Forskerskolen i språkvitenskap og filologi


There has not been added a translated version of this content. You can either try searching or go to the "area" home page to see if you can find the information there

Master class on nominal compounds in German and Spanish

Dr. Preslav Nakov will lead a master class for Carla Parra Escartín.

Participants: Dr. Preslav Nakov, Qatar Computing Research Institute and PhD candidate Carla Parra Escartín, University of Bergen.

In addition to the master class, Preslav Nakov will give a guest lecture.

Organized by the Norwegian Graduate Researcher School in Linguistics and Philology.

Please sign up by email to Bamba Dione by Sept. 8 so that we may order coffee and refreshments.

The Master class and the guest lecture will be held in English.



Wednesday Sept. 10

Place: Sydneshaugen skole, room 304B

13-14:30 Master class
14:30-15 Break
15-16:30 Master class

Thursday Sept. 11

Place: HF-building, room 216

10:15-12 Guest lecture by Preslav Nakov 

The Web as an Implicit Training Set: Application to Noun Compounds Syntax and Semantics

The 60-year-old dream of computational linguistics is to make computers capable of communicating with humans in natural language. This has proven hard, and thus research has focused on sub-problems. Even so, the field was stuck with manual rules until the early 90s, when computers became powerful enough to enable the rise of statistical approaches. Eventually, this shifted the main research attention to machine learning from text corpora, thus triggering a revolution in the field.

Today, the Web is the biggest available corpus, providing access to quadrillions of words; and, in corpus-based natural language processing, size does matter. Unfortunately, while there has been substantial research on the Web as a corpus, it has typically been restricted to using page hit counts as an estimate for n-gram word frequencies; this has led some researchers to conclude that the Web should be only used as a baseline.

In this talk, we will reveal some of the hidden potential of the Web that lies beyond the n-gram, with focus on the syntax and semantics of English noun compounds. First, we will present a highly accurate lightly supervised approach based on surface markers and linguistically-motivated paraphrases that yields state-of-the-art results for noun compound bracketing: e.g., “[[liver cell] antibody]” is left-bracketed, while “[liver [cell line]]” is right-bracketed. Second, we will present a simple unsupervised method for mining implicit predicates that can characterize the semantic relations holding between the nouns in noun compounds, e.g., “malaria mosquito” is a “mosquito that carries/spreads/causes/transmits/brings/infects with/… malaria’’. Finally, we will show how these ideas can be used to improve statistical machine translation.

» Recorded information:
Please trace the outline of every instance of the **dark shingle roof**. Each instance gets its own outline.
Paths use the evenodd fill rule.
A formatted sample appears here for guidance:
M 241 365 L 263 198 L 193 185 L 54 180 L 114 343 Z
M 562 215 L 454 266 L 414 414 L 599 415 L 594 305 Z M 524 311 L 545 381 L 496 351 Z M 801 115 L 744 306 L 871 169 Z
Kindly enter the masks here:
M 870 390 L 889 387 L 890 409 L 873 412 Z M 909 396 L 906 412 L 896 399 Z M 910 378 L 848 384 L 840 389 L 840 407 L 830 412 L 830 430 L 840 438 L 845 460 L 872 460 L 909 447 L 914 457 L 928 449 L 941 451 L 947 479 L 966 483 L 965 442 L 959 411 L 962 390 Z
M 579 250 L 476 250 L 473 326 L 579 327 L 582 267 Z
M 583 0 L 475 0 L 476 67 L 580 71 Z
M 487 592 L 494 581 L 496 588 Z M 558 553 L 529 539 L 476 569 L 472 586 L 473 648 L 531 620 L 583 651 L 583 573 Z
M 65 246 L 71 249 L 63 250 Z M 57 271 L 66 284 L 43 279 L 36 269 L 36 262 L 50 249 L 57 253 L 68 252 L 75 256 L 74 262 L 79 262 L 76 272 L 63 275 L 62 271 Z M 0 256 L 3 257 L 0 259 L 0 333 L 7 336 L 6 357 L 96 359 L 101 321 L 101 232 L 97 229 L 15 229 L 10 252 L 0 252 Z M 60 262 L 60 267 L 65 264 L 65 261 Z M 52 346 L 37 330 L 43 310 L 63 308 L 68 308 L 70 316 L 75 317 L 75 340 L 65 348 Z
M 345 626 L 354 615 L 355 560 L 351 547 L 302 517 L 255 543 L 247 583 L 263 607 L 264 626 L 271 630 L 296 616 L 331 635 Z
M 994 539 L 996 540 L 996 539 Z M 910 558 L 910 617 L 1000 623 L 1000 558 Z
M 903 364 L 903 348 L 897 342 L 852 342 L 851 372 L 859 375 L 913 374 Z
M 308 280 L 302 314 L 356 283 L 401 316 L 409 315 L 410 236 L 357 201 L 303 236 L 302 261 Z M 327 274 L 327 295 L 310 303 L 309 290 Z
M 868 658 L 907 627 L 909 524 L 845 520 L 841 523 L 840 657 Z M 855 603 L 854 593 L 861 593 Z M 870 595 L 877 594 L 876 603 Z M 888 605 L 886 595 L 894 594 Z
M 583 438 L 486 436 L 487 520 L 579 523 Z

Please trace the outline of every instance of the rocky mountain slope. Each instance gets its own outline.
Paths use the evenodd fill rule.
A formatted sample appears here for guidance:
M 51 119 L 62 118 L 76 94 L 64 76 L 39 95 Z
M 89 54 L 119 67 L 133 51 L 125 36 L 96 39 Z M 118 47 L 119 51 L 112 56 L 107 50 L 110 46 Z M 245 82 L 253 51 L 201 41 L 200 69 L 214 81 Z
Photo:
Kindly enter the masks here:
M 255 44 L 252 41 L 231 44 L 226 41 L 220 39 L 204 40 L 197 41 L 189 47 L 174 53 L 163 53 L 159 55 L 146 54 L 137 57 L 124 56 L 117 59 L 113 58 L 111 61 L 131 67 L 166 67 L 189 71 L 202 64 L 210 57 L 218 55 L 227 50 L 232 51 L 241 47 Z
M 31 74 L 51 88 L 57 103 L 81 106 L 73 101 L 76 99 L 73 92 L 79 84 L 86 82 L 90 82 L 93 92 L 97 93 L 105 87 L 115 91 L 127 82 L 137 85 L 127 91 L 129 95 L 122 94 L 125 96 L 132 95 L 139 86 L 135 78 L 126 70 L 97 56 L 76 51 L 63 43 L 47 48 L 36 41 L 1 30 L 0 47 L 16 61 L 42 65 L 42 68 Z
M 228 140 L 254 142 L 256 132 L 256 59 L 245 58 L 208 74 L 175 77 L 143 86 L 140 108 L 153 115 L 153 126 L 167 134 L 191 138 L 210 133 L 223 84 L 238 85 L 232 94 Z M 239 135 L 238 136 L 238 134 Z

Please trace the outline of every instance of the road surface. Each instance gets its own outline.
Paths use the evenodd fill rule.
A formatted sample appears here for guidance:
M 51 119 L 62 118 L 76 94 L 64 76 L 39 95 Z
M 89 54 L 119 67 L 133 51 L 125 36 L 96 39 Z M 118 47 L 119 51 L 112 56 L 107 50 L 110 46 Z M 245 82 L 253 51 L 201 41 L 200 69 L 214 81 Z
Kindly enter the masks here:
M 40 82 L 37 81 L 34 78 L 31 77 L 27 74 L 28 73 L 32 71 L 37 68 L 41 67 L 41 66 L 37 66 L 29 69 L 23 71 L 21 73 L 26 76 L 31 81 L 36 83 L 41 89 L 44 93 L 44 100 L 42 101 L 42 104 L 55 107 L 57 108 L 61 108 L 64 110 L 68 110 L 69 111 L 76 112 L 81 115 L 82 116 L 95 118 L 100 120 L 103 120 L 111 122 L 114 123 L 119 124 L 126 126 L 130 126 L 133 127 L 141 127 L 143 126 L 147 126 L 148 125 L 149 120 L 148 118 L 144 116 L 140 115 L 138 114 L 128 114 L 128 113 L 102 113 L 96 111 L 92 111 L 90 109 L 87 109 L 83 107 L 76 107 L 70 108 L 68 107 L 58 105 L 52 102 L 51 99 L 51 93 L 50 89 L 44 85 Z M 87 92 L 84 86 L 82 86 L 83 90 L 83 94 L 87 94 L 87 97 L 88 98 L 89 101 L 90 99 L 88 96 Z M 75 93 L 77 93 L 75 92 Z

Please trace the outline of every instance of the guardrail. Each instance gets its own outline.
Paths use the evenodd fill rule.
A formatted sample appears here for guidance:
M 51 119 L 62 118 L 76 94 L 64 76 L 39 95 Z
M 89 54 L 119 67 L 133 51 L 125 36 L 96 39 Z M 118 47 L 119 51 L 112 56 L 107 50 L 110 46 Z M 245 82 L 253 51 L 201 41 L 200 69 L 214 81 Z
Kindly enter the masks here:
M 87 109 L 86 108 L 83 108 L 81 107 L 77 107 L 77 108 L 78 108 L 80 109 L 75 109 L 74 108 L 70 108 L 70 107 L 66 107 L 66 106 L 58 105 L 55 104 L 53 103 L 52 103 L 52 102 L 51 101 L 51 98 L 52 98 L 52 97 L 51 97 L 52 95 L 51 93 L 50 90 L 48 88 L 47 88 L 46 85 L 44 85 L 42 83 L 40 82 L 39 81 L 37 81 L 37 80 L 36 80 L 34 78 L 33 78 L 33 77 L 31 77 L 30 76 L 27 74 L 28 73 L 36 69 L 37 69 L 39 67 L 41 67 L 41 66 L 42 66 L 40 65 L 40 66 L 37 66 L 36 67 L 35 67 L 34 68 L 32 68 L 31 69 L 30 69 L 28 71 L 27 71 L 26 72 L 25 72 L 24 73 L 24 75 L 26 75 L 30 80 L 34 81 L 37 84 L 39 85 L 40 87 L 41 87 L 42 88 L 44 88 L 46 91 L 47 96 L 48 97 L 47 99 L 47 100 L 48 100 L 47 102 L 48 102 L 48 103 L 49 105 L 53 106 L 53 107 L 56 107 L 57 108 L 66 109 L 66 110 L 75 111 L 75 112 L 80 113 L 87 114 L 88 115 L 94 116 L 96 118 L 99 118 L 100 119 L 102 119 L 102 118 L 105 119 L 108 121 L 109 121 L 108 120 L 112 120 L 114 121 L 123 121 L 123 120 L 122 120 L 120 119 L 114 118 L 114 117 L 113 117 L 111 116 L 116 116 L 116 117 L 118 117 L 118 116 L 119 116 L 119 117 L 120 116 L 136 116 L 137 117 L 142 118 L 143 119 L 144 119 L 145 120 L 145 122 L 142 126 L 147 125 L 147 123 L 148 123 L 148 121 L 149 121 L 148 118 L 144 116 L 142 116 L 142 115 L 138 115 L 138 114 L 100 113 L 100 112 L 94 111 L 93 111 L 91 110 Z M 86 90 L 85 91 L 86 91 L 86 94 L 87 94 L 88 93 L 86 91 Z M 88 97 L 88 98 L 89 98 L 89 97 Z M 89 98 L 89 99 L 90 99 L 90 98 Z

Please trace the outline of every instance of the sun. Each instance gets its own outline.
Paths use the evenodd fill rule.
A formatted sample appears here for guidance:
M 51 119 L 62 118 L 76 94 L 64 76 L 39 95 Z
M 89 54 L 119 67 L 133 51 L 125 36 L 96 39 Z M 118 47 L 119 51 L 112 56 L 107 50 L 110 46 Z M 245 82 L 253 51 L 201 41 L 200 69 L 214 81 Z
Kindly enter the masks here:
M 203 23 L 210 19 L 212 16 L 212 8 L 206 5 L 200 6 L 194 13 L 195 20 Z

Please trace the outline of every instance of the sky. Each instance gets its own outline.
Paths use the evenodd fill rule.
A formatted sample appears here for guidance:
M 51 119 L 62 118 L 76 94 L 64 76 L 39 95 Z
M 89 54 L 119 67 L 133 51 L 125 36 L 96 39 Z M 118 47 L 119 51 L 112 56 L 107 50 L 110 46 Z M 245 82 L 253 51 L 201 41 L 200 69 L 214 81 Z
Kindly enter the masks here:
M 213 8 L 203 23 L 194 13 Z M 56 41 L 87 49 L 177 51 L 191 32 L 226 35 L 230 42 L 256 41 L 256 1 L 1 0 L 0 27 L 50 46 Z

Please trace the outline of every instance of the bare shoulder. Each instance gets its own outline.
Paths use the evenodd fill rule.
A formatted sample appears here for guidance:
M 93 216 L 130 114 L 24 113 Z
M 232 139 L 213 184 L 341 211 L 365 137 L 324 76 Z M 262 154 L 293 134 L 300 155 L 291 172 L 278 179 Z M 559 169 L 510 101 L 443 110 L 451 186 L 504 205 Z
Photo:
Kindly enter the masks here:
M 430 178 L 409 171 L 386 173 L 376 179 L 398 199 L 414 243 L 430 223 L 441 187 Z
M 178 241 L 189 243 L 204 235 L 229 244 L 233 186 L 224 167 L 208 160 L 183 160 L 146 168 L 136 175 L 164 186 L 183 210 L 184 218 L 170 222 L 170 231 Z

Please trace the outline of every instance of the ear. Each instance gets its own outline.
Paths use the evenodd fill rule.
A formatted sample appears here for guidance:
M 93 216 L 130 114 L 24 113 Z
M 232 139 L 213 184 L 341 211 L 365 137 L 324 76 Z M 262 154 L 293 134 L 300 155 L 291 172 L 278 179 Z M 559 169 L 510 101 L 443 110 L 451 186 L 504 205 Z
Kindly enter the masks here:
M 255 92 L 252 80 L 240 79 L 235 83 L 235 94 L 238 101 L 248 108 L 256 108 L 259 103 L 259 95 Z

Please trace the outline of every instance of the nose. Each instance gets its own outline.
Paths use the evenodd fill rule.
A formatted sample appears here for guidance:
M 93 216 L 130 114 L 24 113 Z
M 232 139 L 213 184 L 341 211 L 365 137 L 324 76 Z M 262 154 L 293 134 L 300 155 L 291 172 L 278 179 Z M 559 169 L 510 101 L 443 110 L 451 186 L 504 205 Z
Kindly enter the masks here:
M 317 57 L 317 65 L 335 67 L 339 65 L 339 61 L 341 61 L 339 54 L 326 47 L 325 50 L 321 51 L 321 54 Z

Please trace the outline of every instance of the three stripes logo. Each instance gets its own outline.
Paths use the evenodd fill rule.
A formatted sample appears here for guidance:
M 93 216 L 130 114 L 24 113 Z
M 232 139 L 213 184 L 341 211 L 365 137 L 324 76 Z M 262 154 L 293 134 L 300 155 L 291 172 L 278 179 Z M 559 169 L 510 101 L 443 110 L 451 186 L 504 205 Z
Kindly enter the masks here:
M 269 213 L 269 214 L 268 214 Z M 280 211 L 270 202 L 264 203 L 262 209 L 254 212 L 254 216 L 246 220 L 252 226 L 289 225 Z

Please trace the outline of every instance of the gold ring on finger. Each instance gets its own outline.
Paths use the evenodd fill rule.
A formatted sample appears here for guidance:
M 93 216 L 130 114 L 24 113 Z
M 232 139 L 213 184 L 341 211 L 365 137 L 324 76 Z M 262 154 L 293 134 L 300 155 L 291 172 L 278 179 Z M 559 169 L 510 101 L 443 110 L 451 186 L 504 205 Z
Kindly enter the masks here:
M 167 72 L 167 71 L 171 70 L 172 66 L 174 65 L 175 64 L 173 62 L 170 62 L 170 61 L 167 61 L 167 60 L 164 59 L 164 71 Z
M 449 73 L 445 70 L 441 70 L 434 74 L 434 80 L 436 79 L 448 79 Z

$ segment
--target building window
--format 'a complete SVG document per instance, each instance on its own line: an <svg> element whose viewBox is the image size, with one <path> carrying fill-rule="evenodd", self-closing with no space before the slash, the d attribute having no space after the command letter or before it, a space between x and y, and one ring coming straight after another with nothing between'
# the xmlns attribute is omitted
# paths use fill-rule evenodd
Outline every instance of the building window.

» Description of the task:
Can you reproduce the entire master class announcement, word for word and with nothing changed?

» Answer space:
Forskerskolen i språkvitenskap og filologi


There has not been added a translated version of this content. You can either try searching or go to the "area" home page to see if you can find the information there

Master class on nominal compounds in German and Spanish

Dr. Preslav Nakov will lead a master class for Carla Parra Escartín.

Participants: Dr. Preslav Nakov, Qatar Computing Research Institute and PhD candidate Carla Parra Escartín, University of Bergen.

In addition to the master class, Preslav Nakov will give a guest lecture.

Organized by the Norwegian Graduate Researcher School in Linguistics and Philology.

Please sign up by email to Bamba Dione by Sept. 8 so that we may order coffee and refreshments.

The Master class and the guest lecture will be held in English.



Wednesday Sept. 10

Place: Sydneshaugen skole, room 304B

13-14:30 Master class
14:30-15 Break
15-16:30 Master class

Thursday Sept. 11

Place: HF-building, room 216

10:15-12 Guest lecture by Preslav Nakov 

The Web as an Implicit Training Set: Application to Noun Compounds Syntax and Semantics

The 60-year-old dream of computational linguistics is to make computers capable of communicating with humans in natural language. This has proven hard, and thus research has focused on sub-problems. Even so, the field was stuck with manual rules until the early 90s, when computers became powerful enough to enable the rise of statistical approaches. Eventually, this shifted the main research attention to machine learning from text corpora, thus triggering a revolution in the field.

Today, the Web is the biggest available corpus, providing access to quadrillions of words; and, in corpus-based natural language processing, size does matter. Unfortunately, while there has been substantial research on the Web as a corpus, it has typically been restricted to using page hit counts as an estimate for n-gram word frequencies; this has led some researchers to conclude that the Web should be only used as a baseline.

In this talk, we will reveal some of the hidden potential of the Web that lies beyond the n-gram, with focus on the syntax and semantics of English noun compounds. First, we will present a highly accurate lightly supervised approach based on surface markers and linguistically-motivated paraphrases that yields state-of-the-art results for noun compound bracketing: e.g., “[[liver cell] antibody]” is left-bracketed, while “[liver [cell line]]” is right-bracketed. Second, we will present a simple unsupervised method for mining implicit predicates that can characterize the semantic relations holding between the nouns in noun compounds, e.g., “malaria mosquito” is a “mosquito that carries/spreads/causes/transmits/brings/infects with/… malaria’’. Finally, we will show how these ideas can be used to improve statistical machine translation.